== WHAT IS EXPECTED ==
Copy, word for word, the lines below from the one containing "Each instance of the tire" up to and including the one containing "Each instance of the snow covered", with pictures left out.

--- THE RECORDS Enclosed Below ---

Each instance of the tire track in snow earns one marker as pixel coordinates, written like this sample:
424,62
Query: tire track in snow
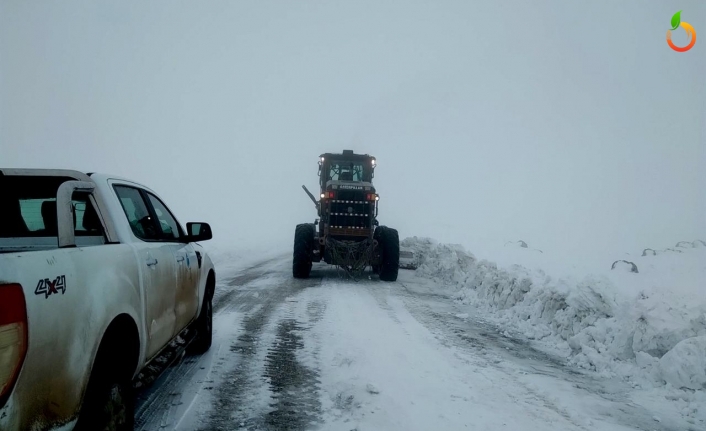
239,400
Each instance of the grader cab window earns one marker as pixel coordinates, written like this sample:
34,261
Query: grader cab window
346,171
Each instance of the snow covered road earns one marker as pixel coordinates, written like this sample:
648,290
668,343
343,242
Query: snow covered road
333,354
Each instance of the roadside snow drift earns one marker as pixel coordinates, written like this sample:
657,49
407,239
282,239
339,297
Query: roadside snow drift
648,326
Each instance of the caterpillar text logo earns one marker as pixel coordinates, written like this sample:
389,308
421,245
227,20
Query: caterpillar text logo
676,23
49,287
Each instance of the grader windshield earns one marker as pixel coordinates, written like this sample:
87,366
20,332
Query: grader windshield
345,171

--- End of Enclosed THE RECORDS ---
--- THE RECORDS Enclosed Below ---

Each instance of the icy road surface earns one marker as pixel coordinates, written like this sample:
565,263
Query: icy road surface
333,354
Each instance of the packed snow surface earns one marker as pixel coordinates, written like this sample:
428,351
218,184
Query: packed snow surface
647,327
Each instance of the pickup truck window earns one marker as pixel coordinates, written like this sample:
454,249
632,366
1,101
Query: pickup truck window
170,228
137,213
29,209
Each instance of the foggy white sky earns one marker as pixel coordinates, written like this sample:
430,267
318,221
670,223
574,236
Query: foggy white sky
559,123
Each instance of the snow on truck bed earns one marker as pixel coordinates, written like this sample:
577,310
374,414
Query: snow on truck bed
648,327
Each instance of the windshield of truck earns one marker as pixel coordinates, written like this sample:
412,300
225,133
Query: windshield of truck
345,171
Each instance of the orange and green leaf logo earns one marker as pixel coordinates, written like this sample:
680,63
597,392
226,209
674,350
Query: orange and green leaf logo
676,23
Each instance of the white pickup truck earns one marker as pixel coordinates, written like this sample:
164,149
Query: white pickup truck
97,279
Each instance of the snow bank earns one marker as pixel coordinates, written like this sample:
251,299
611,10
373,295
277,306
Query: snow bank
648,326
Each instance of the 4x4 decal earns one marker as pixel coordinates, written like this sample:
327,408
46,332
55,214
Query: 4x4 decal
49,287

--- End of Enclosed THE RECORDS ---

== RESPONSE BELOW ==
Each instance of the tire track in snow earns one marker as pixel coordinates, written like this sample:
424,62
Query: tire track in snow
239,400
Each instance of the grader cab window earns one marker as pixel coordinates, written like this sample:
34,261
Query: grader cab window
346,171
Each instance of the snow covered road earns one marker as pixel coordinates, written like this sample:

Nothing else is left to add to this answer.